*GOAL OF THE EXERCISE*.
From the data below, copy out each line that contains the word "vegetable".

*MATERIALS PROVIDED*.
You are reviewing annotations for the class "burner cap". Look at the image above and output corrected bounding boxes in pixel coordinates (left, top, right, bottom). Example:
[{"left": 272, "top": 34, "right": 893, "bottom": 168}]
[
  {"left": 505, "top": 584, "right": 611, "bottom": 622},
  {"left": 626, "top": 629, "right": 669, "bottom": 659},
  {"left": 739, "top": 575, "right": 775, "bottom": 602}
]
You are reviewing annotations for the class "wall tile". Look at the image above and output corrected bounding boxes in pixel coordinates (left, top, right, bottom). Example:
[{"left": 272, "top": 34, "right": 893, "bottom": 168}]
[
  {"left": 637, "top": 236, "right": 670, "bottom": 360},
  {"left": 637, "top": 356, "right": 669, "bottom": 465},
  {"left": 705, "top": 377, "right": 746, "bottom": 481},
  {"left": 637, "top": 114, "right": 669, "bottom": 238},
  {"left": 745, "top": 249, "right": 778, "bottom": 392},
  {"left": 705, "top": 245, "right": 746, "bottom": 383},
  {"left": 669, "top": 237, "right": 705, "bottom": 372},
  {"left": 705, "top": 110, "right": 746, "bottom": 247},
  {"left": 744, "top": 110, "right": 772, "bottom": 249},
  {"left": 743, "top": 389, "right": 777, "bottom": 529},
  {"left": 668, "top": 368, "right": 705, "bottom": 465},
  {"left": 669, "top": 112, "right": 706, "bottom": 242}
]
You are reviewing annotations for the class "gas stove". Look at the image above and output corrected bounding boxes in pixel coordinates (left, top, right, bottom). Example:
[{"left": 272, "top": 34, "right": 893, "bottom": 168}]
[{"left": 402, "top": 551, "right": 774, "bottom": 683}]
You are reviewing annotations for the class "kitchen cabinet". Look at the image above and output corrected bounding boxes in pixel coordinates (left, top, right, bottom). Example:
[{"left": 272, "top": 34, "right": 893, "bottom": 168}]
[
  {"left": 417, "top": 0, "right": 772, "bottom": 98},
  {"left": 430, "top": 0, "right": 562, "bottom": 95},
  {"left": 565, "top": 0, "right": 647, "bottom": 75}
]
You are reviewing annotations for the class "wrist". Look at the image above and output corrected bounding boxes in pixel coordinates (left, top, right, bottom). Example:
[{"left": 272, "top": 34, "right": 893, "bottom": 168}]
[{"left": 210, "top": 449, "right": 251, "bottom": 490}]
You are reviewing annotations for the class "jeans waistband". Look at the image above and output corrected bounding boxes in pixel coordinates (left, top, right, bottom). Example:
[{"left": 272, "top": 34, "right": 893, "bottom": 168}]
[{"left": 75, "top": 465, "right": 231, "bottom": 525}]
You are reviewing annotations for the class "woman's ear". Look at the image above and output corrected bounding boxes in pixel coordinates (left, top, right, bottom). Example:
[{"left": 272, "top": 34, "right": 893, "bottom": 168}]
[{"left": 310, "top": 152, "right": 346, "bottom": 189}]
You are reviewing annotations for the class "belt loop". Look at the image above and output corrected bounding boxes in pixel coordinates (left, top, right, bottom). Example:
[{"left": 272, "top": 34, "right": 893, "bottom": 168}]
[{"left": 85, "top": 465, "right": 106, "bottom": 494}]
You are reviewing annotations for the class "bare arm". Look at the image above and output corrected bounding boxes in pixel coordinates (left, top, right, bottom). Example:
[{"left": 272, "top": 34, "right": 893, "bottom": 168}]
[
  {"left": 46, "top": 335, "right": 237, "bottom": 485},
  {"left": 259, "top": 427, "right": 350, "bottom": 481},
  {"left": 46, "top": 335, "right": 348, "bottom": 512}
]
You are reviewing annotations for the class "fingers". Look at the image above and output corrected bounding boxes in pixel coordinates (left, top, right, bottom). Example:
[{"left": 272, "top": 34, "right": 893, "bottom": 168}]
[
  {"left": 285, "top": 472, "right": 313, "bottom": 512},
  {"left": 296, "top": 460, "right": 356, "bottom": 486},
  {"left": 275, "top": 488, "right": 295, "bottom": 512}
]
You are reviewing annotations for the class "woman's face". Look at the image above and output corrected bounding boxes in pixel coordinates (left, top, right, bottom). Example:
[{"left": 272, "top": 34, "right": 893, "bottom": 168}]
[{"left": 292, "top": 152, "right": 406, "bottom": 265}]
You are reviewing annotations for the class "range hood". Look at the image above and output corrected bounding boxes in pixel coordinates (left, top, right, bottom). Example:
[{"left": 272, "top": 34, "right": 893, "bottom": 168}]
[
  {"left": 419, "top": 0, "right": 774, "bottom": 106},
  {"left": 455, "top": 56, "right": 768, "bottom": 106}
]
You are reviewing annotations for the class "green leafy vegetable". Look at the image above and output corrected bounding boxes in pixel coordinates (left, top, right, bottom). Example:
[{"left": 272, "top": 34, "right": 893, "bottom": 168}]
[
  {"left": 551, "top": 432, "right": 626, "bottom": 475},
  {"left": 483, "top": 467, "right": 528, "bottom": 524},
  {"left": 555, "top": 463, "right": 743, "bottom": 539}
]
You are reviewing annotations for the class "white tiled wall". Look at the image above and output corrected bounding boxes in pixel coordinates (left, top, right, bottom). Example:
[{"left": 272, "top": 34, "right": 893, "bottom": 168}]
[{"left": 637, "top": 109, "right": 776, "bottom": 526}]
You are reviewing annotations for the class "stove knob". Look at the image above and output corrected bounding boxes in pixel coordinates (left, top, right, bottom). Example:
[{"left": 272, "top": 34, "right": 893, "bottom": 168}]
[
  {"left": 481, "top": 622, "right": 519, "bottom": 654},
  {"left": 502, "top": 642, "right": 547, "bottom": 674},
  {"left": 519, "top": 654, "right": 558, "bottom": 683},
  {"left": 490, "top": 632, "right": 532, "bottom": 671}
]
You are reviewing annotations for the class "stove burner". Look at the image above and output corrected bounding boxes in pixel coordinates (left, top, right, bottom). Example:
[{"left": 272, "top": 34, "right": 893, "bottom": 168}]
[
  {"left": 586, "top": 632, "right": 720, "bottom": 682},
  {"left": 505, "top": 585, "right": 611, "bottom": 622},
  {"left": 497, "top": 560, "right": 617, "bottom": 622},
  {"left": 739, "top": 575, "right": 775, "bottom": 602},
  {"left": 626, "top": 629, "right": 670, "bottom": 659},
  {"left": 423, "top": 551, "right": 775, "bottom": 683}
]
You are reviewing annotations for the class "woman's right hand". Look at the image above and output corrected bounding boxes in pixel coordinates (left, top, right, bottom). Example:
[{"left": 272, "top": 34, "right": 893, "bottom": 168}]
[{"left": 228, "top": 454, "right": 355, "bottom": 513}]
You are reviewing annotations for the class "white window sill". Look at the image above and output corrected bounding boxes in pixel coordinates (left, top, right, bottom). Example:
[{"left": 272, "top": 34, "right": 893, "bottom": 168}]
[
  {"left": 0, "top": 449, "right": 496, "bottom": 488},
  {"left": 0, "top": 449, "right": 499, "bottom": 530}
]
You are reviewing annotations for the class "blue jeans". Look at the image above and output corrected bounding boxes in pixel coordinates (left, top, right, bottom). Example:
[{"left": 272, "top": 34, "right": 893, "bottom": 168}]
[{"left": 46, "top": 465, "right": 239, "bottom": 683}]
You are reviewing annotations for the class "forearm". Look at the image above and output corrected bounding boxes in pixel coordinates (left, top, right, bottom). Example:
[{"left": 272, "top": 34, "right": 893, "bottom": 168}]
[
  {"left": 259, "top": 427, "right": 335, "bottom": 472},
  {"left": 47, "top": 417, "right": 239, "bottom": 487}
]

---

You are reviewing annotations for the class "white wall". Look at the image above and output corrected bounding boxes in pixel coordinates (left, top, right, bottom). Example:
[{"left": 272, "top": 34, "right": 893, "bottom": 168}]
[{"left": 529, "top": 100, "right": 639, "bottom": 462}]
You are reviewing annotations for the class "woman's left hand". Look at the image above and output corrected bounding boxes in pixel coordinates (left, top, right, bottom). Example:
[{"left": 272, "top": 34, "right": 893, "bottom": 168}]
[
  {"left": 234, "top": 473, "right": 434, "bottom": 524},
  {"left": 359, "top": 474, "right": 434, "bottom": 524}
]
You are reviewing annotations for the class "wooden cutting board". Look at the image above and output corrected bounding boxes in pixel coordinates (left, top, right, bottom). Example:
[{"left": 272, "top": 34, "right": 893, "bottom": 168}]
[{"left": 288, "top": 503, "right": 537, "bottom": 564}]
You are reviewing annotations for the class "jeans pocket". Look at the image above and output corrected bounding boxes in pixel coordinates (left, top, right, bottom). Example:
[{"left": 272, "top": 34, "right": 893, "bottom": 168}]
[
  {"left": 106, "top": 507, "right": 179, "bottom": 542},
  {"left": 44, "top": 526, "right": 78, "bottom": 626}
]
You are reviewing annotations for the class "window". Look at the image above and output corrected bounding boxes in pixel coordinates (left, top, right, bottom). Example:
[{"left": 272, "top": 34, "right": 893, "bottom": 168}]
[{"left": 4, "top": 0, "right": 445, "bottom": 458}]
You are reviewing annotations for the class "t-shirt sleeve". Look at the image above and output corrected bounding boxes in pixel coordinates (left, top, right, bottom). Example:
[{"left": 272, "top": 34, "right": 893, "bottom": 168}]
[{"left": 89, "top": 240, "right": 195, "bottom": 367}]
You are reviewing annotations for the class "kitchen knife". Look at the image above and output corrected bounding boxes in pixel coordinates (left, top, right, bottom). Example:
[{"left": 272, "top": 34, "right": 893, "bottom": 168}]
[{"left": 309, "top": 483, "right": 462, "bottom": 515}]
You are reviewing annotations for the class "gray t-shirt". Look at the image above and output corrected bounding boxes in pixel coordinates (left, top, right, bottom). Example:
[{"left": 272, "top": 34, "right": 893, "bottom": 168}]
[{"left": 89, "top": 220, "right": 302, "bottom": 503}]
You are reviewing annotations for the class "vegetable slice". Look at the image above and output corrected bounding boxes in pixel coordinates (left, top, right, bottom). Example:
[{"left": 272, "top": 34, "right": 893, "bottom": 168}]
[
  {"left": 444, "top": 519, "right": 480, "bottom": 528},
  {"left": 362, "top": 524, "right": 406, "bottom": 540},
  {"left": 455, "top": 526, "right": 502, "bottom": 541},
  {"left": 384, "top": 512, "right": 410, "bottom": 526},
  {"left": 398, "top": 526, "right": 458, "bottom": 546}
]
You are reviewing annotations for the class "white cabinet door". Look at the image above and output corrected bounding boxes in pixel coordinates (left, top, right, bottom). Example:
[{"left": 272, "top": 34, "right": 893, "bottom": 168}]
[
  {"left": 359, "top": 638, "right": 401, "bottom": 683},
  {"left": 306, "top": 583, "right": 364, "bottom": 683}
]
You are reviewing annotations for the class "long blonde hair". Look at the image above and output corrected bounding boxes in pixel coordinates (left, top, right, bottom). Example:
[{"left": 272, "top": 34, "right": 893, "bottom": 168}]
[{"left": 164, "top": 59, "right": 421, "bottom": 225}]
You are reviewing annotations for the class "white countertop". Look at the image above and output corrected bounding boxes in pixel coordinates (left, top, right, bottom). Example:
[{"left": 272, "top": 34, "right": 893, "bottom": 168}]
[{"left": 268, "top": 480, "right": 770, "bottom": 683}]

*PROBLEM SOLUTION*.
You are reviewing annotations for the class "green leafy vegetable". Look at the image above and output corrected bounding boxes in pixel coordinates (left, top, right, bottom). Example:
You are reviewing annotations for the class "vegetable slice". Look at the image above and output corrected bounding boxes in pixel coordinates (left, top, right, bottom). Example:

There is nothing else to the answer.